From the data below, pull out each line containing the string "water" and copy it, matching case exactly.

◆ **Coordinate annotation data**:
______________________________

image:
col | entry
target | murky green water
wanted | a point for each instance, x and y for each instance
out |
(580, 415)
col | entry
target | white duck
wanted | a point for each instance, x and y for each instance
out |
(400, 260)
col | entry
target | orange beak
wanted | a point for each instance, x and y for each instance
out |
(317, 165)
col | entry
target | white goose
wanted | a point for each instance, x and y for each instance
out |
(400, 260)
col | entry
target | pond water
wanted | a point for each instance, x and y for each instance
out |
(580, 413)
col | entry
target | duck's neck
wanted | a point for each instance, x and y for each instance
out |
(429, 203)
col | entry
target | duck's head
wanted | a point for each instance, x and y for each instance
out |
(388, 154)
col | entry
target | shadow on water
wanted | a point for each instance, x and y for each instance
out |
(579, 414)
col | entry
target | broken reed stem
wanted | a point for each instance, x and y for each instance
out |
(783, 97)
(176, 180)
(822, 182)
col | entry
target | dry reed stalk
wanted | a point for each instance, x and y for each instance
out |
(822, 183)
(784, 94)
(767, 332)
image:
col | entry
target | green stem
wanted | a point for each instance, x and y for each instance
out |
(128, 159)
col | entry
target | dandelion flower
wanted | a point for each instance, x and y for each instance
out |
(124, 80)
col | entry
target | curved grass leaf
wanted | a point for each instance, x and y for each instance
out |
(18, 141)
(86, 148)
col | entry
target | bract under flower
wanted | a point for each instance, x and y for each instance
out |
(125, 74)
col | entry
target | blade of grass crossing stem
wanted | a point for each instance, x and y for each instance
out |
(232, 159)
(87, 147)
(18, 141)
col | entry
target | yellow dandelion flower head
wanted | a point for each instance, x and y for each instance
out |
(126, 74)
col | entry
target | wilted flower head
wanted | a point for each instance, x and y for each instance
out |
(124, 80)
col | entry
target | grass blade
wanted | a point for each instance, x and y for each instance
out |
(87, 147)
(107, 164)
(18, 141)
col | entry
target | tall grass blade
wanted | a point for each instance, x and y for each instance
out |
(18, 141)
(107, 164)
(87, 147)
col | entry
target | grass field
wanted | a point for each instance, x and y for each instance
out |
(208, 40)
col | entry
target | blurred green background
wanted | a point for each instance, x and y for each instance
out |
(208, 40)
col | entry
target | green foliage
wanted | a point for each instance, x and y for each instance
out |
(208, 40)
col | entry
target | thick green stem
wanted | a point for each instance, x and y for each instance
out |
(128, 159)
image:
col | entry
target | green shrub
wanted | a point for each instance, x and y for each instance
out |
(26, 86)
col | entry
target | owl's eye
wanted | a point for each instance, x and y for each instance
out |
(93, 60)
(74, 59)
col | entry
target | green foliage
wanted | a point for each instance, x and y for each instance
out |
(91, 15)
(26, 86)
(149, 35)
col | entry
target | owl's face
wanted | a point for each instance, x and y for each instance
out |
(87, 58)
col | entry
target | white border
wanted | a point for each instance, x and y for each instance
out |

______________________________

◆ **Exercise answer**:
target | murky green water
target | pond water
target | shadow on water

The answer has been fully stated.